WORK TO COMPLETE
Your output should consist solely of the lines from the one with "Would you point out the bush" through the end of the records, reproduced exactly, both ends included.

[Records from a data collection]
----------

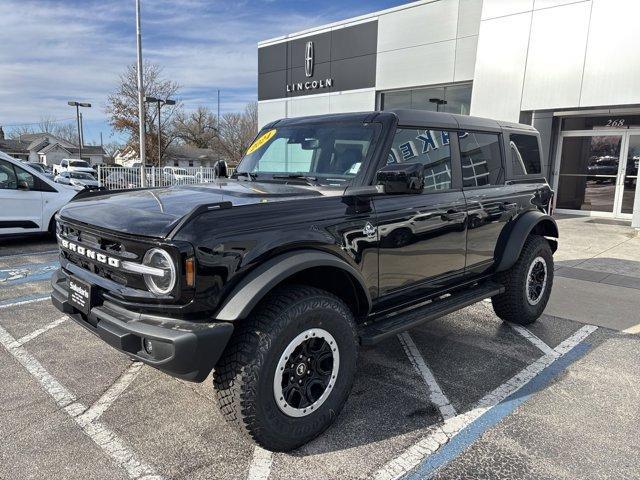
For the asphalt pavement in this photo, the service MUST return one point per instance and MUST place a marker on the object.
(466, 396)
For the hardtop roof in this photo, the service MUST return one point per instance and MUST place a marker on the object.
(408, 117)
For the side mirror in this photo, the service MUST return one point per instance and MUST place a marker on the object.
(401, 178)
(220, 169)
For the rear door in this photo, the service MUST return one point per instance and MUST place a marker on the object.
(489, 204)
(422, 237)
(21, 210)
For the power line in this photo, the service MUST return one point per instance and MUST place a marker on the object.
(45, 120)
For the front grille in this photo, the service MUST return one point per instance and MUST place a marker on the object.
(122, 249)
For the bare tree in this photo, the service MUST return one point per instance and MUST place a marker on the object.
(122, 107)
(48, 124)
(237, 131)
(196, 128)
(229, 139)
(17, 132)
(67, 131)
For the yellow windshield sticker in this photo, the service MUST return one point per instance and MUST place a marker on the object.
(261, 140)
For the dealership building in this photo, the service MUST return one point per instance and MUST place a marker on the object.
(569, 68)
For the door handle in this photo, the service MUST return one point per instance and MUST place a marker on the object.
(506, 206)
(452, 215)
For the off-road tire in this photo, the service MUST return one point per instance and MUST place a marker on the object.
(244, 376)
(513, 305)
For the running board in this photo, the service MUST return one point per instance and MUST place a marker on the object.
(439, 307)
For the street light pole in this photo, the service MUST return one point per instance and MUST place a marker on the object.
(159, 102)
(78, 115)
(141, 122)
(79, 134)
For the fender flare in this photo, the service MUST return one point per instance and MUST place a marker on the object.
(512, 238)
(251, 289)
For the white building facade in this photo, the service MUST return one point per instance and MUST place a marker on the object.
(568, 67)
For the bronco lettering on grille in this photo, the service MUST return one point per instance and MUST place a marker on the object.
(95, 255)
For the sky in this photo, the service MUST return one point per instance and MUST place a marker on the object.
(53, 51)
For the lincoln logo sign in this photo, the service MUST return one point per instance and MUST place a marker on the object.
(309, 63)
(308, 60)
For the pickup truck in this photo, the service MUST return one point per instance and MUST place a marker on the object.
(335, 231)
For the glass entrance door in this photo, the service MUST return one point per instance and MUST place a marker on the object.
(629, 175)
(598, 172)
(588, 175)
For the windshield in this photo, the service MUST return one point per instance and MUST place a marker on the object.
(79, 163)
(81, 176)
(330, 154)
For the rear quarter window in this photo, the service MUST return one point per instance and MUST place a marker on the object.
(525, 154)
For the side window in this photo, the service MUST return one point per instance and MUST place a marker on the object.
(282, 156)
(525, 154)
(8, 179)
(428, 147)
(23, 175)
(481, 159)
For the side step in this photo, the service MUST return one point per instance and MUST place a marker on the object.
(437, 308)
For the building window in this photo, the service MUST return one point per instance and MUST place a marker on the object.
(450, 98)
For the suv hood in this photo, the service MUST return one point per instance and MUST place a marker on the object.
(154, 212)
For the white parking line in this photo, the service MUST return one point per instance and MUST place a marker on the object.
(260, 467)
(96, 410)
(526, 333)
(27, 338)
(437, 397)
(25, 302)
(104, 438)
(32, 254)
(415, 454)
(634, 329)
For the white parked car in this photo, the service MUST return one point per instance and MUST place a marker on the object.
(29, 200)
(177, 175)
(78, 179)
(72, 165)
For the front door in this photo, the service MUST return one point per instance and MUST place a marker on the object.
(598, 172)
(422, 237)
(21, 210)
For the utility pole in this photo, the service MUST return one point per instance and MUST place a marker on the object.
(159, 102)
(79, 120)
(81, 132)
(141, 122)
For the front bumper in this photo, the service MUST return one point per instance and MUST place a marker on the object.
(184, 349)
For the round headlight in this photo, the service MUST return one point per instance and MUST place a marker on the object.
(160, 259)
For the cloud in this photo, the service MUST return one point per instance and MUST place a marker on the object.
(57, 50)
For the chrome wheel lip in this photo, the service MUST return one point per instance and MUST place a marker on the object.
(277, 379)
(534, 300)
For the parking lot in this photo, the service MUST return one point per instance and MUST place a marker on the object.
(465, 396)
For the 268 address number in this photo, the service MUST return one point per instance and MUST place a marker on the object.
(615, 123)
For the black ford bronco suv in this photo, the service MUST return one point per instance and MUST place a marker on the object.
(334, 231)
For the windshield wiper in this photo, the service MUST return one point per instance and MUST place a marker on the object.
(297, 176)
(251, 176)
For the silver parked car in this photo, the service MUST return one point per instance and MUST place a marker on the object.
(78, 179)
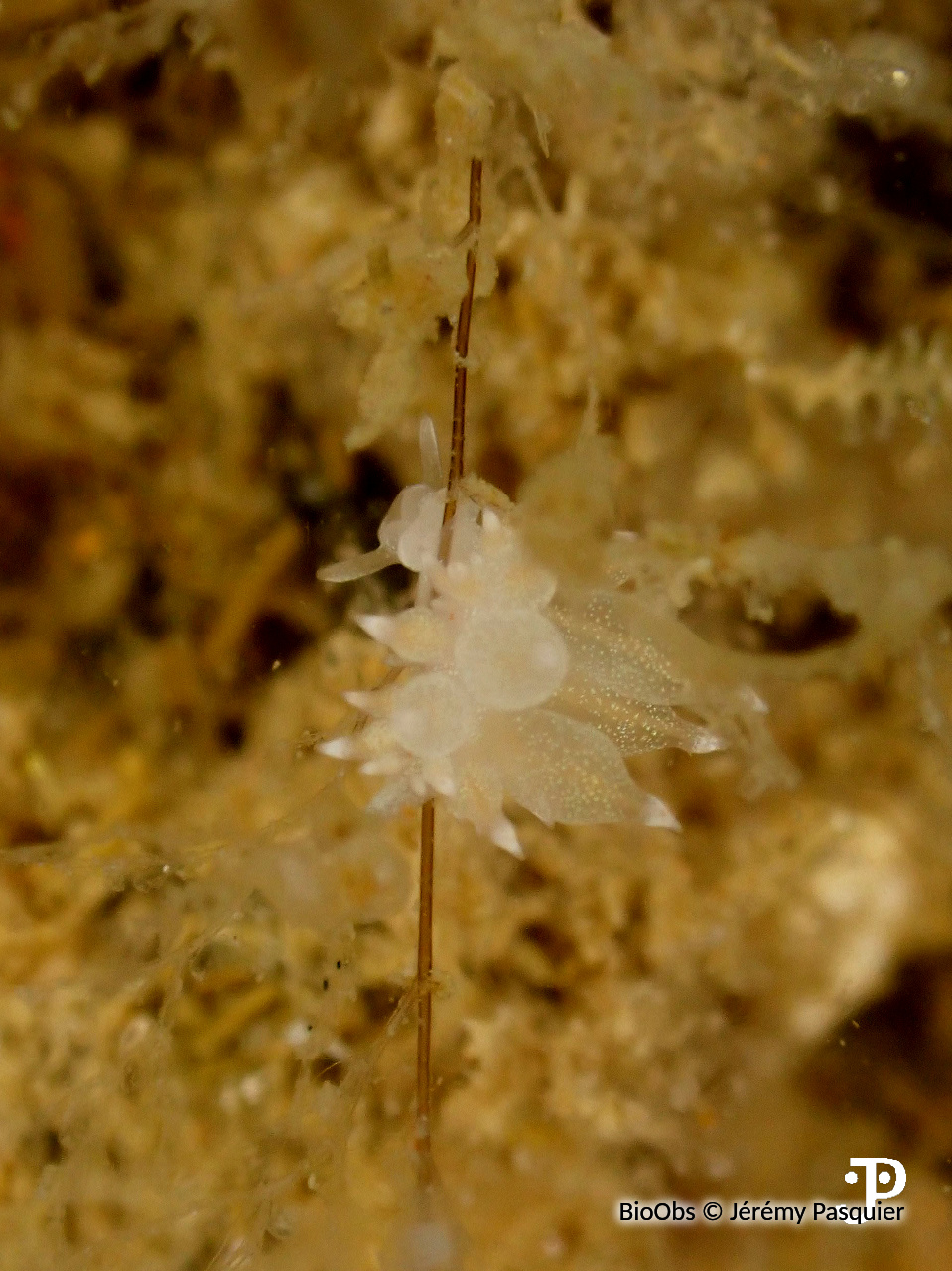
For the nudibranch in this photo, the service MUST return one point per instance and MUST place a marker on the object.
(513, 686)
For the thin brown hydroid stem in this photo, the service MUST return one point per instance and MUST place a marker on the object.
(425, 937)
(462, 351)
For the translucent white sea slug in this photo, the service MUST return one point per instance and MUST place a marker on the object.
(512, 686)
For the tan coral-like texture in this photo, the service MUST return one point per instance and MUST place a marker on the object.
(708, 376)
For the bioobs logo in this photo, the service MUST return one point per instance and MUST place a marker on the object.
(881, 1177)
(895, 1174)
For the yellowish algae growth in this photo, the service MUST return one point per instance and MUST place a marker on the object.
(230, 254)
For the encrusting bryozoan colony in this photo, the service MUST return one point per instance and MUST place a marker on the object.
(516, 685)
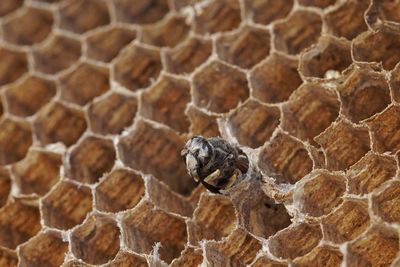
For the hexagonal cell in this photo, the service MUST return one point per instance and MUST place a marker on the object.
(138, 148)
(347, 222)
(8, 257)
(266, 11)
(219, 87)
(140, 233)
(96, 241)
(384, 128)
(119, 190)
(186, 57)
(366, 48)
(37, 172)
(217, 16)
(275, 79)
(244, 48)
(259, 214)
(168, 32)
(317, 3)
(56, 55)
(66, 205)
(347, 19)
(202, 123)
(285, 159)
(45, 249)
(239, 249)
(8, 6)
(137, 66)
(84, 83)
(395, 83)
(253, 123)
(320, 256)
(369, 173)
(5, 187)
(19, 221)
(301, 29)
(90, 159)
(26, 98)
(30, 27)
(264, 261)
(295, 241)
(344, 144)
(163, 197)
(320, 193)
(110, 115)
(213, 219)
(73, 19)
(165, 102)
(127, 259)
(105, 45)
(141, 12)
(386, 203)
(12, 65)
(328, 54)
(15, 140)
(59, 123)
(311, 109)
(378, 247)
(190, 257)
(364, 93)
(383, 11)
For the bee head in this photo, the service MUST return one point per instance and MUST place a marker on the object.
(196, 154)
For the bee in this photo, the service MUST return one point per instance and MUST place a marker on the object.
(214, 162)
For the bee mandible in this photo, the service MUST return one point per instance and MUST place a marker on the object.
(214, 162)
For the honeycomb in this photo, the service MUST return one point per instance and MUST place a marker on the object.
(99, 96)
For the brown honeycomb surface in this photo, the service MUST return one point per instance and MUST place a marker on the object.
(98, 97)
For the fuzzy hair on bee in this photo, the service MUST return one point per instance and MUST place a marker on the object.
(214, 162)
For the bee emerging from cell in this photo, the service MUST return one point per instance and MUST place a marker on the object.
(215, 163)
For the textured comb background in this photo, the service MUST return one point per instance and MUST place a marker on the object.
(99, 96)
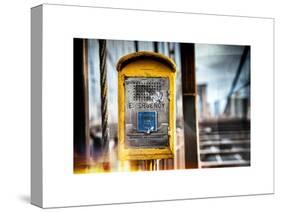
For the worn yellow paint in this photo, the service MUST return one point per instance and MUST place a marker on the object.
(145, 64)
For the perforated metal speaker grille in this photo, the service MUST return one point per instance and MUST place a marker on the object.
(143, 91)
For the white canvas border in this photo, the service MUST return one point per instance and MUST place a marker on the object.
(62, 188)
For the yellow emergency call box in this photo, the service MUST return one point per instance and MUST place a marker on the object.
(146, 106)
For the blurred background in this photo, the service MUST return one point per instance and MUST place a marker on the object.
(214, 80)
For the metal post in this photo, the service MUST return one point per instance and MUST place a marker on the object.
(103, 83)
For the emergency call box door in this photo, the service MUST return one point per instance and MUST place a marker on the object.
(146, 112)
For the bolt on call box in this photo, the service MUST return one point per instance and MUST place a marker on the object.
(146, 106)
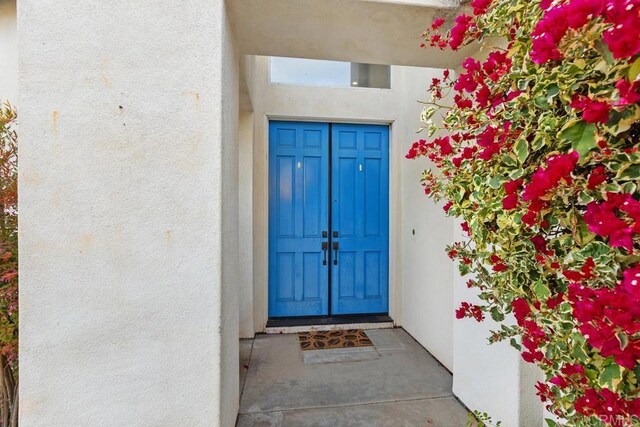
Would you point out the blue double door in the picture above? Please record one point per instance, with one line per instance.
(328, 219)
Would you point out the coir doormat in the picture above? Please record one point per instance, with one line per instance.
(326, 340)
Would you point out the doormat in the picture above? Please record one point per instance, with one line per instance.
(326, 340)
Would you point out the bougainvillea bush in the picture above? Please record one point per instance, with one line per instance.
(541, 162)
(8, 268)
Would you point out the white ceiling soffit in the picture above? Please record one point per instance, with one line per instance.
(374, 31)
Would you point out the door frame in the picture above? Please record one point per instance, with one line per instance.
(261, 232)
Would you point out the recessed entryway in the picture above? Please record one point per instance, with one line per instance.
(328, 219)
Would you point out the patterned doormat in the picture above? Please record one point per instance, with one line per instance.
(326, 340)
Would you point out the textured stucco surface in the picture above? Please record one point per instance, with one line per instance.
(491, 378)
(8, 52)
(377, 32)
(122, 308)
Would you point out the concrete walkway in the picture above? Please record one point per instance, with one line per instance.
(394, 383)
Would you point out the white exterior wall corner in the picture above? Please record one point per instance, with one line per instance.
(8, 52)
(427, 278)
(121, 228)
(229, 200)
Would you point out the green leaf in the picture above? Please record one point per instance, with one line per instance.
(496, 314)
(629, 172)
(495, 182)
(623, 339)
(610, 376)
(582, 136)
(522, 149)
(541, 290)
(602, 47)
(634, 70)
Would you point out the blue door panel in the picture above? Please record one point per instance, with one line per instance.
(298, 213)
(360, 215)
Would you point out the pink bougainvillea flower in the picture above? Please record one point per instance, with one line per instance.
(592, 111)
(521, 310)
(597, 177)
(459, 31)
(629, 93)
(480, 7)
(622, 36)
(510, 202)
(544, 179)
(437, 23)
(470, 310)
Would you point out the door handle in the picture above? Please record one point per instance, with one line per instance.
(325, 246)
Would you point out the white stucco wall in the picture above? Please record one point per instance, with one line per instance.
(389, 106)
(491, 378)
(123, 225)
(245, 213)
(427, 278)
(8, 52)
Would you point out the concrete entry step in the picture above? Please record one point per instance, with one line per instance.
(394, 383)
(321, 327)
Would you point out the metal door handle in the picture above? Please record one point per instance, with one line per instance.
(325, 246)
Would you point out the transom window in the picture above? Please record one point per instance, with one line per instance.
(314, 72)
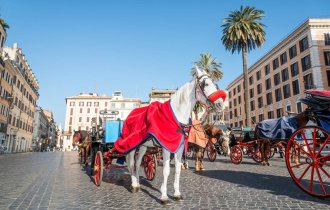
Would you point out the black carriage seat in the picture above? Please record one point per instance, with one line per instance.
(318, 101)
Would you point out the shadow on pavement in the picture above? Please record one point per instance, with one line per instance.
(277, 185)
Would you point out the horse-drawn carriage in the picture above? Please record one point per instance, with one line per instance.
(103, 158)
(307, 139)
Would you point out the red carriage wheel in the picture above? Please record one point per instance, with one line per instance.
(150, 164)
(307, 158)
(256, 155)
(98, 168)
(81, 154)
(236, 154)
(211, 151)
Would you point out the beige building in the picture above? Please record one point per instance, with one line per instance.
(301, 61)
(5, 90)
(23, 100)
(81, 109)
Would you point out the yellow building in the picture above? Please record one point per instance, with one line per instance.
(24, 96)
(301, 61)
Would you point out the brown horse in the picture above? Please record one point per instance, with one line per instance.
(201, 135)
(83, 141)
(265, 144)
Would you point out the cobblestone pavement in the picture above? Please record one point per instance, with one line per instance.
(55, 180)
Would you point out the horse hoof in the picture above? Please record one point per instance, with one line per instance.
(178, 198)
(164, 201)
(136, 189)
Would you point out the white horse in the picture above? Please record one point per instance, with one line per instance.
(201, 89)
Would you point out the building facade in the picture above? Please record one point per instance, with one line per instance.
(81, 109)
(22, 100)
(277, 81)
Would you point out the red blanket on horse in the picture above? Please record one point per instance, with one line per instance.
(157, 120)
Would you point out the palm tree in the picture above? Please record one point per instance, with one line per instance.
(4, 24)
(210, 65)
(243, 31)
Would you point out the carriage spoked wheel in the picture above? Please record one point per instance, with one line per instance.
(98, 168)
(307, 158)
(211, 152)
(236, 154)
(150, 165)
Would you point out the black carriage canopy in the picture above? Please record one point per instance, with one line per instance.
(318, 101)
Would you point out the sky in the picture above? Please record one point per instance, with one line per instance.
(84, 46)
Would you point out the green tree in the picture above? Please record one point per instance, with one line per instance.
(4, 24)
(210, 65)
(242, 32)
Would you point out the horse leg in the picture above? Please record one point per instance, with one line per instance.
(177, 158)
(197, 158)
(202, 151)
(166, 172)
(130, 158)
(138, 160)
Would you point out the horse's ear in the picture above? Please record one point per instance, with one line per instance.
(199, 73)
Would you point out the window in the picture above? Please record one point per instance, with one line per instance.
(283, 58)
(327, 39)
(251, 80)
(288, 108)
(253, 119)
(294, 69)
(308, 81)
(293, 52)
(278, 94)
(286, 91)
(269, 98)
(327, 58)
(285, 75)
(260, 102)
(259, 88)
(258, 75)
(306, 63)
(295, 87)
(277, 79)
(251, 93)
(268, 84)
(303, 44)
(252, 105)
(279, 113)
(270, 115)
(267, 69)
(299, 107)
(275, 63)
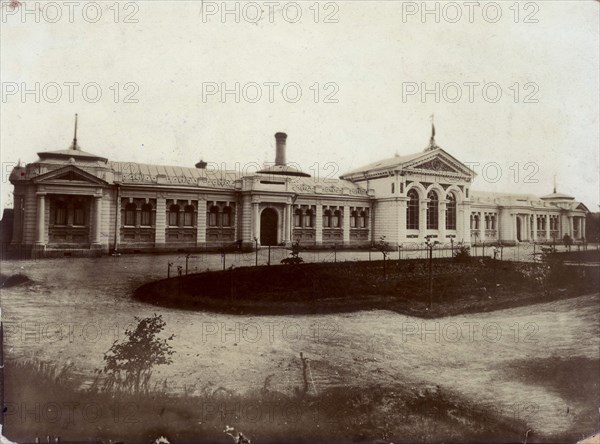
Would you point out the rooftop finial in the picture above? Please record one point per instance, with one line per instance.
(74, 146)
(432, 144)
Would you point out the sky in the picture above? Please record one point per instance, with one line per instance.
(513, 86)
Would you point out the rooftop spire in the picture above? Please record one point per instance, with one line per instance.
(432, 145)
(74, 145)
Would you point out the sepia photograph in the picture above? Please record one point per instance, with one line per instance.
(263, 222)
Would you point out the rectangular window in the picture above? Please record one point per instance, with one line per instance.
(61, 216)
(308, 220)
(146, 218)
(226, 219)
(212, 219)
(79, 216)
(130, 217)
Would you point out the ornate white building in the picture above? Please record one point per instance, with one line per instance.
(72, 200)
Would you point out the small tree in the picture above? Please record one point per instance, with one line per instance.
(568, 241)
(295, 255)
(129, 364)
(383, 247)
(462, 254)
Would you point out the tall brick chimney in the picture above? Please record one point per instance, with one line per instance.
(280, 139)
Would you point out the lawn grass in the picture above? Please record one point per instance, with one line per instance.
(402, 286)
(400, 413)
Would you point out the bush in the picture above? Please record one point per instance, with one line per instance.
(129, 364)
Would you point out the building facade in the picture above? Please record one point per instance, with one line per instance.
(70, 200)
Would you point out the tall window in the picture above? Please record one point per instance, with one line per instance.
(451, 212)
(130, 210)
(432, 211)
(79, 214)
(327, 219)
(212, 216)
(146, 215)
(226, 218)
(188, 216)
(353, 219)
(174, 216)
(60, 215)
(336, 221)
(308, 219)
(412, 211)
(298, 218)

----------

OUTPUT OF THE TASK
Would you point out the bush in the picture above? Please record one point per instance, with one line per instance.
(129, 364)
Would you point out the building facade in the picture above? Please record one point per instance, with one line per instance.
(70, 200)
Would you point out the tall window in the picture above? Please record one point per instance, with one line per instance.
(451, 212)
(130, 210)
(432, 211)
(79, 214)
(327, 219)
(212, 216)
(146, 215)
(226, 218)
(188, 216)
(353, 219)
(174, 216)
(60, 215)
(336, 221)
(308, 219)
(412, 211)
(298, 218)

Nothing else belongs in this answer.